DOCUMENT EXCERPT.
Yellowstone tourism and
trade contributes directly about 15% of Wyoming
economic activity. A series
of major quakes, explosions, and volcanic
activity could put this event in
the class of a "supervolcano". As one
post I found put it:
"When
Yellowstone goes off again, and it will, it will be a disaster for
the United
States and eventually, for the whole world. We volcanologists
believe it would
all begin with the magma chamber becoming unstable.
Observations would begin
by seeing bigger earthquakes, greater uplifting
as magma intrudes and gets
nearer and nearer the surface. An earthquake
may send a rupture through a brittle
layer similar to breaking the lid
off a pressure cooker. This would generate
sheets of magma, which will
perhaps rise up to 30, 40 or 50 kilometers sending
gigantic amounts of
debris into the atmosphere. Pyroclastic flows would cover
the whole
region, killing tens of thousands of people in the surrounding area.
The
ash carried in the atmosphere and deposited over vast areas of the
United States
would have devastating effects. A plume of material that
goes up into the atmosphere,
globally, from the eruption would produce
the climatic effects. This would
spread worldwide and have a cooling
effect that would most likely destroy the
growing season on a global
scale.

[Stored entries]
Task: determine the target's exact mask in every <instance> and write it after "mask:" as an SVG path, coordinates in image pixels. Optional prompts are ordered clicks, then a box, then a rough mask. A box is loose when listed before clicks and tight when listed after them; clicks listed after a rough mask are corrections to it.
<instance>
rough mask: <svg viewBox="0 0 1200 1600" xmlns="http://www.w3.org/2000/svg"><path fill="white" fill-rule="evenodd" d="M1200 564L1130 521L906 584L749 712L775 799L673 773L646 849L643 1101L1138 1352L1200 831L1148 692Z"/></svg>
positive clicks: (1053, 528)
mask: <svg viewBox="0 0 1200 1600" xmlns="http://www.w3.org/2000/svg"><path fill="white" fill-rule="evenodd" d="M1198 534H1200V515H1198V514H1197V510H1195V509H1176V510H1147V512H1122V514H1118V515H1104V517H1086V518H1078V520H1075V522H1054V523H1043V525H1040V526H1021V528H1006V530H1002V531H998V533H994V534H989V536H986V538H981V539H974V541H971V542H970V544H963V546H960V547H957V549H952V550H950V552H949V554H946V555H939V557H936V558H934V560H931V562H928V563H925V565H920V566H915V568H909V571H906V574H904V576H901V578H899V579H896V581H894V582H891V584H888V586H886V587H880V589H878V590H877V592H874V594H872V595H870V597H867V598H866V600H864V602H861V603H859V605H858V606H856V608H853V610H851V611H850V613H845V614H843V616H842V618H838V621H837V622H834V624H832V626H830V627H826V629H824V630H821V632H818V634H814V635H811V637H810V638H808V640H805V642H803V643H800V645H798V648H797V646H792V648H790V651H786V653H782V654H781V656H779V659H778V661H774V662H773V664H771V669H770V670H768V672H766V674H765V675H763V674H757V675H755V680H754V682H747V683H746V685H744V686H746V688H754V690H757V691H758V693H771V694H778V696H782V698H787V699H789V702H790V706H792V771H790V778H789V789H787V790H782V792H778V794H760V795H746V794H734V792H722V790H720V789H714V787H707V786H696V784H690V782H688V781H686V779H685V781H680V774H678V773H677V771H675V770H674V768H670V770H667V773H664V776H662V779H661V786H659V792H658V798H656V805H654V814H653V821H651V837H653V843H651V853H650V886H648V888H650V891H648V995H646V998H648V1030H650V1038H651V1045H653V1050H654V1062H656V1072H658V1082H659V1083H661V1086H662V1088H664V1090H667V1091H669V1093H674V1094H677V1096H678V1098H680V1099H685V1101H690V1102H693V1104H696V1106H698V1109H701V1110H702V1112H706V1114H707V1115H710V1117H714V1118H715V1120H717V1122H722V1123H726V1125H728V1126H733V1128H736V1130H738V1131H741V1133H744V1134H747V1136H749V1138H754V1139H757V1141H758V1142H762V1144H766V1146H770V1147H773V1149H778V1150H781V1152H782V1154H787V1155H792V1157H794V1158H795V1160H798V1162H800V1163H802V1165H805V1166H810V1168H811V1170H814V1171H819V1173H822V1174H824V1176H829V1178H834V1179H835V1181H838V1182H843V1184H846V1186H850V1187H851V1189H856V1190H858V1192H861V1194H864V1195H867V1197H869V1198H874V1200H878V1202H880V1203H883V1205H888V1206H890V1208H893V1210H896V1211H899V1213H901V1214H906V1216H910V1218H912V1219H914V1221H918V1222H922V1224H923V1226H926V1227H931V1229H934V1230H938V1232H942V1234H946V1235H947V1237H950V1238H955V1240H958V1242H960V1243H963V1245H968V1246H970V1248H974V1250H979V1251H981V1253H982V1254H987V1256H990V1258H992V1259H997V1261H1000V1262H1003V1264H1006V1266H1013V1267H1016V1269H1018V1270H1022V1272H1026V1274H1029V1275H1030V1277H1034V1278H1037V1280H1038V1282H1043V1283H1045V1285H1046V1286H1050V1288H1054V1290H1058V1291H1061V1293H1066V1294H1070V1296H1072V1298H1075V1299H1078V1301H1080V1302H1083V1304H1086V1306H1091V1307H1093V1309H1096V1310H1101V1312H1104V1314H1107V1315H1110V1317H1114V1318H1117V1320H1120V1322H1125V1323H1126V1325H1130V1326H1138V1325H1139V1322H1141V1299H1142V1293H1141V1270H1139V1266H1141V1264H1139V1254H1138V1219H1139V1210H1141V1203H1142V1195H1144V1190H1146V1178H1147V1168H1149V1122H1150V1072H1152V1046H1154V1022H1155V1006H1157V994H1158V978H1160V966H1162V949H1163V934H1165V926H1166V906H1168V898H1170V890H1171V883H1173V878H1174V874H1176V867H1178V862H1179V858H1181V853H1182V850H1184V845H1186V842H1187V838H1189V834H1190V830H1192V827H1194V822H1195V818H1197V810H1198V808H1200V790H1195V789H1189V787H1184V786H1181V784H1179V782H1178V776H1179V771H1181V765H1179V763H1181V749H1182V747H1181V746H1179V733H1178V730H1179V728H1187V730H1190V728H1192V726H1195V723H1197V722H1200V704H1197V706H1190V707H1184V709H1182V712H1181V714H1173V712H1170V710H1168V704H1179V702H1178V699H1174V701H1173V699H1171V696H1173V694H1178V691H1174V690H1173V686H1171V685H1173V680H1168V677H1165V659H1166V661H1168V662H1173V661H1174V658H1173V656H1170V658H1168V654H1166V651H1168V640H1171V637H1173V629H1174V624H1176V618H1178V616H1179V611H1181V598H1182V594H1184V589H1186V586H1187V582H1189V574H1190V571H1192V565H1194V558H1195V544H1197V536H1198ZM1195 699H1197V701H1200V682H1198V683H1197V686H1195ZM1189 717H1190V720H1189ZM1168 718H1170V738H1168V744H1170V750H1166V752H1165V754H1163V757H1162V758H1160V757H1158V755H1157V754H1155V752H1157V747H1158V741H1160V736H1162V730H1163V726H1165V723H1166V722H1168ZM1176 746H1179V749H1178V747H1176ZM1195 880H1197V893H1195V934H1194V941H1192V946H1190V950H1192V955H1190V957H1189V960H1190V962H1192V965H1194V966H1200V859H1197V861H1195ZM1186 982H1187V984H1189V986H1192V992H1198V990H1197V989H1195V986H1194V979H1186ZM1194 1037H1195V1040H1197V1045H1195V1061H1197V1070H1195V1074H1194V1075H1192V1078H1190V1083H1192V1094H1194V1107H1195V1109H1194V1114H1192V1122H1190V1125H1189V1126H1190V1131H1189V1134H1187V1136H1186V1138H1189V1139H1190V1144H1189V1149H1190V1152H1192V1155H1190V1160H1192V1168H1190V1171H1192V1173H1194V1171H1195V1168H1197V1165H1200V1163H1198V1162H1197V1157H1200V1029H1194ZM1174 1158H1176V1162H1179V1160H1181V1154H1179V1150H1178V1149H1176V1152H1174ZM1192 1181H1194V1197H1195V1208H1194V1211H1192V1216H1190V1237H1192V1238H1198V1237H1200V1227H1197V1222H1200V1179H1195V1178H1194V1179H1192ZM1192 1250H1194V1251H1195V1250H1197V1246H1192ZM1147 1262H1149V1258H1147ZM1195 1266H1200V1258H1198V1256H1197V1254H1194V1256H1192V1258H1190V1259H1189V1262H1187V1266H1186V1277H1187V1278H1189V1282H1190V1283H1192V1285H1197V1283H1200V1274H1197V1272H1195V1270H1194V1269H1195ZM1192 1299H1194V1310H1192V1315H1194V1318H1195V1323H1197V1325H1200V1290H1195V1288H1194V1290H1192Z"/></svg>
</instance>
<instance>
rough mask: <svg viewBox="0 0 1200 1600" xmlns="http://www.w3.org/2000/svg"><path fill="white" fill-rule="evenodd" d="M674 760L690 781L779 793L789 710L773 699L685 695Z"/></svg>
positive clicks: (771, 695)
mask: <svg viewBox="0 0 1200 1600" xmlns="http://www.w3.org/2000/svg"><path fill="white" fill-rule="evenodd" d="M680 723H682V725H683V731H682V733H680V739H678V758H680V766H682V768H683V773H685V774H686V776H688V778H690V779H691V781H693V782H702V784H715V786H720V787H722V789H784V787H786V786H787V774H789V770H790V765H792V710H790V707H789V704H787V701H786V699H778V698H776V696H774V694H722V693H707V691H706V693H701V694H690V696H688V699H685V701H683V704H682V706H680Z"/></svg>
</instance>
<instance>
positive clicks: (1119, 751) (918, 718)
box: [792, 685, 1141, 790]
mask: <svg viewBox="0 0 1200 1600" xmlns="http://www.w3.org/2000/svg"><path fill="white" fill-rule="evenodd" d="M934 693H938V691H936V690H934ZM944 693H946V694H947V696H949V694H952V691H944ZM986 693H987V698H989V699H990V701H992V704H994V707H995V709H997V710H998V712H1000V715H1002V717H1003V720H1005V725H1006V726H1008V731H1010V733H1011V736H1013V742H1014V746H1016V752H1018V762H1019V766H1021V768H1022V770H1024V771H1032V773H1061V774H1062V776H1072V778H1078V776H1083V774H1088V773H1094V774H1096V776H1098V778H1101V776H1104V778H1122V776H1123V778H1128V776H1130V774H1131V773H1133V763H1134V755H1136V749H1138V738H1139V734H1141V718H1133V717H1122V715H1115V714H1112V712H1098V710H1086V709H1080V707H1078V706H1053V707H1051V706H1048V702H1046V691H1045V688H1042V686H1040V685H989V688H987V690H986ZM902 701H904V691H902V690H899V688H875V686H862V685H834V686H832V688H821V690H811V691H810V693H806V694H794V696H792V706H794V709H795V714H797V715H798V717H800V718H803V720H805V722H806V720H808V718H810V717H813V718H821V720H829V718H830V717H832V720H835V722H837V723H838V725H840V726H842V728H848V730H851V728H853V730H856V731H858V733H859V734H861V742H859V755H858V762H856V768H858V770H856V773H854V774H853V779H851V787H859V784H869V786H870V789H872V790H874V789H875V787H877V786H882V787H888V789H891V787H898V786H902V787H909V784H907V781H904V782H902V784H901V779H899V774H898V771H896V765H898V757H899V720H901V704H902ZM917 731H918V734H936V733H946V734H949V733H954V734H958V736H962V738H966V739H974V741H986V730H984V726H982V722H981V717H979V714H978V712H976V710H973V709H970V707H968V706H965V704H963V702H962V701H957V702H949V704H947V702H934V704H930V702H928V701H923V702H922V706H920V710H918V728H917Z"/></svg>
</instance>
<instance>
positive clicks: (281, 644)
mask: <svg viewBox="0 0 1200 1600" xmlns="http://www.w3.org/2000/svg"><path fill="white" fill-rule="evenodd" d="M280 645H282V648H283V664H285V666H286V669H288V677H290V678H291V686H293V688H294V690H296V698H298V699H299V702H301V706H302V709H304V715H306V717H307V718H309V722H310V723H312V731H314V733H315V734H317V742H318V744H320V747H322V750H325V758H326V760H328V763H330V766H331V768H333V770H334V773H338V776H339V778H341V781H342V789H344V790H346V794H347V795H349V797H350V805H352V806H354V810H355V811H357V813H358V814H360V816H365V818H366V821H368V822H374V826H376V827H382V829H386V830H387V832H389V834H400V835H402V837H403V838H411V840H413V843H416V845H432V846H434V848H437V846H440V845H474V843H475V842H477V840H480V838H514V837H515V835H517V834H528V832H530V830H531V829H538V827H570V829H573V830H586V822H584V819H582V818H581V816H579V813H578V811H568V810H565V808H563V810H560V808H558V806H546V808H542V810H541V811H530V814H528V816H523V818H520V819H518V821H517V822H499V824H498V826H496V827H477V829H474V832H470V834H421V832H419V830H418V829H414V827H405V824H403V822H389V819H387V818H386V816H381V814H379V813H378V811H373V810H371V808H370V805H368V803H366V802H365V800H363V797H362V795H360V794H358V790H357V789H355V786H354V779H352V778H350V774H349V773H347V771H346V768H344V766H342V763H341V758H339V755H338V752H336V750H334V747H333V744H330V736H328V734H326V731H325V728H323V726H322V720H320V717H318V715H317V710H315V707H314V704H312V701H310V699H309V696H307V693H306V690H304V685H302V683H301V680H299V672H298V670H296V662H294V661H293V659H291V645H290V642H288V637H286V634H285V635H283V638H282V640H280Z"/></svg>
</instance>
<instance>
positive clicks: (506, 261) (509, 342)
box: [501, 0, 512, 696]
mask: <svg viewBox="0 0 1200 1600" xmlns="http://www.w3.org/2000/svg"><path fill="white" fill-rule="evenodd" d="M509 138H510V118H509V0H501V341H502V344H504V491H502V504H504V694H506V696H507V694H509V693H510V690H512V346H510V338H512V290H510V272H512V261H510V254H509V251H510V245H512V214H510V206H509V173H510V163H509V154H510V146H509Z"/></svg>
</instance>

REQUIREMENT 1. Transcribe the Yellowstone passage from "Yellowstone tourism and" to "chamber becoming unstable.".
REQUIREMENT 2. Summarize the Yellowstone passage in two sentences.
REQUIREMENT 3. Resume the Yellowstone passage after its final sentence.

ANSWER SPACE 1.
Yellowstone tourism and
trade contributes directly about 15% of Wyoming
economic activity. A series
of major quakes, explosions, and volcanic
activity could put this event in
the class of a "supervolcano". As one
post I found put it:
"When
Yellowstone goes off again, and it will, it will be a disaster for
the United
States and eventually, for the whole world. We volcanologists
believe it would
all begin with the magma chamber becoming unstable.

ANSWER SPACE 2. Yellowstone tourism and trade directly provide about 15% of Wyoming's economic activity, and a series of major quakes, explosions, and volcanic activity there could rank as a "supervolcano" event. A quoted volcanologist describes how an unstable magma chamber could lead to an eruption whose pyroclastic flows, ash, and atmospheric plume would kill tens of thousands nearby, devastate the United States, and likely destroy the growing season worldwide through global cooling.

ANSWER SPACE 3.
As Dr. Ted Nield, of the Geological
Society of London, stated once,
"When a supervolcano goes off, it is an
order of magnitude greater than
a normal eruption. It produces energy equivalent
to an impact with a
comet or an asteroid." "You can try diverting
an asteroid, but there is
nothing at all you can do about a supervolcano."
The
eruption will throw out cubic kilometers of rock, ash, dust, sulfur
dioxide
and so on into the upper atmosphere, where it will reflect
incoming solar radiation,
forcing down temperatures on the earth's
surface. It would be the equivalent
of a nuclear winter. The effects
would last for four or five years with crops
failing and the whole
ecosystem breaking down."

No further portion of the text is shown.